◆ TASK DIRECTIONS
Only the lines from the line containing "point(440, 372)" to the end of the entries, both included, belong in your answer, and each must match exactly.

◆ ENTRIES SUPPLIED
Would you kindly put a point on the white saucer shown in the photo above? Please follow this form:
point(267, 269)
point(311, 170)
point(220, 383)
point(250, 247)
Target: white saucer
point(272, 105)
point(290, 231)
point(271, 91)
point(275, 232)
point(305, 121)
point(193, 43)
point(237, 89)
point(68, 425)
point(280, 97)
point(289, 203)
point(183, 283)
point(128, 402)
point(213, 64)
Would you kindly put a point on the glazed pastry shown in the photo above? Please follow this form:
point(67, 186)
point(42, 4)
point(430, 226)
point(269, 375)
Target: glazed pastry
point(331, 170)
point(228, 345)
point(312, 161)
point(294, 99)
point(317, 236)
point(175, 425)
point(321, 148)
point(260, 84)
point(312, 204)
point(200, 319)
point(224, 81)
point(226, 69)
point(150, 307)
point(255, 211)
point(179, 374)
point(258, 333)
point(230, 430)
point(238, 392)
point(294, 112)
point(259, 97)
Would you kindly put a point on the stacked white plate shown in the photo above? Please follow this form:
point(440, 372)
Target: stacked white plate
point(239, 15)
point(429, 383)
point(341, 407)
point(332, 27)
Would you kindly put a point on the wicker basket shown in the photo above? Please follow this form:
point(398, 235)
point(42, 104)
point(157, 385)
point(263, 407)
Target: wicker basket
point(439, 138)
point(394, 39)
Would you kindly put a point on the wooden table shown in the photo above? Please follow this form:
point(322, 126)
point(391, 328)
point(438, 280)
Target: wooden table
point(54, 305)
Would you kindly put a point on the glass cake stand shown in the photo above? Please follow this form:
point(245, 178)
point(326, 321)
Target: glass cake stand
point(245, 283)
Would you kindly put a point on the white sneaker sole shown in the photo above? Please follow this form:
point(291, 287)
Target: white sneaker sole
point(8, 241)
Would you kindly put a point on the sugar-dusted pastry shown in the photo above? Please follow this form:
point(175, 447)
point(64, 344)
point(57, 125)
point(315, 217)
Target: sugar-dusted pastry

◆ ANSWER SPACE
point(440, 372)
Target: stacked white plate
point(239, 15)
point(429, 383)
point(341, 407)
point(332, 27)
Would you kindly put a point on the wicker basket shown in the photo above? Please follow this form:
point(398, 235)
point(42, 104)
point(157, 385)
point(263, 407)
Target: wicker basket
point(439, 138)
point(394, 39)
Would you kindly put a point on the wooden table shown in the photo above? Please follow this form:
point(322, 126)
point(391, 328)
point(438, 280)
Target: wooden table
point(54, 305)
Would you kindly put a point on the glass cake stand shown in the photo above? Please follow this form:
point(245, 178)
point(326, 321)
Target: glass cake stand
point(245, 283)
Would you kindly put a point on the white sneaker sole shown in the photo above? Please follow this form:
point(291, 287)
Target: white sneaker sole
point(8, 241)
Would you kindly put a point on the sugar-dusted pastry shown in the photo above? Please follow this form:
point(175, 447)
point(64, 344)
point(57, 125)
point(315, 217)
Target: sugar-dusted pastry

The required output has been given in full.